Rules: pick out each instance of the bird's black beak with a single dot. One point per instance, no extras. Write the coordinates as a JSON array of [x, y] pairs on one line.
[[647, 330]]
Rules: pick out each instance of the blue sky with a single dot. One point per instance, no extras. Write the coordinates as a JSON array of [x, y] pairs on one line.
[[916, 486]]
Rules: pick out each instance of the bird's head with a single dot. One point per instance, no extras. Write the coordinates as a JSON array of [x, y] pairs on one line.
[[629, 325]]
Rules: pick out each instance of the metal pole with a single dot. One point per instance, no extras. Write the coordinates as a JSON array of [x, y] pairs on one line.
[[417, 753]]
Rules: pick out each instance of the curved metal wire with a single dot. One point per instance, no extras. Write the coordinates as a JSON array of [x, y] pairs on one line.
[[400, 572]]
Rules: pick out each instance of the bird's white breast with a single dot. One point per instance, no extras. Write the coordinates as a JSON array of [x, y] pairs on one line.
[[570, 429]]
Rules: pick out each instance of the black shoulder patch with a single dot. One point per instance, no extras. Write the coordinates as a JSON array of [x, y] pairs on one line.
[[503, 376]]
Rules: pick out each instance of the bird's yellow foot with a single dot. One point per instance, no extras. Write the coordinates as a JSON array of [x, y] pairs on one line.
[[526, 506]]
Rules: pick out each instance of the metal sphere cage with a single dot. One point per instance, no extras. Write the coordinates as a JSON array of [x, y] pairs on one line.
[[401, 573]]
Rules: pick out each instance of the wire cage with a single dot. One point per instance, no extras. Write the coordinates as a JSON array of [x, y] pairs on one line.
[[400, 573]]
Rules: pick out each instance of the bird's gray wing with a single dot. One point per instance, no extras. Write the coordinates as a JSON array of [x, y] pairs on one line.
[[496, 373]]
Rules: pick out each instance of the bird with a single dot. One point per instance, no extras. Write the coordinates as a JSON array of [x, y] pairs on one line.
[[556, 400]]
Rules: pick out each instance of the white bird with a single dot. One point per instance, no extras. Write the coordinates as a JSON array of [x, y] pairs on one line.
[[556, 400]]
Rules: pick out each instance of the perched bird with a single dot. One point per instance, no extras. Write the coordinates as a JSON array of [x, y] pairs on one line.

__WRITTEN PROBLEM__
Recast the lines from the one containing "Rules: pick out each instance of the metal sphere" through the one containing "[[401, 573]]" as a Markdown table with the columns Index and Line. Number each line in Index, and leave out any blank lines.

__TASK RESULT__
| Index | Line |
|---|---|
| 1 | Rules: pick out each instance of the metal sphere cage with a single dot. One point per instance, no extras. Write the coordinates as a JSON array of [x, y] pairs on one line. |
| 2 | [[401, 573]] |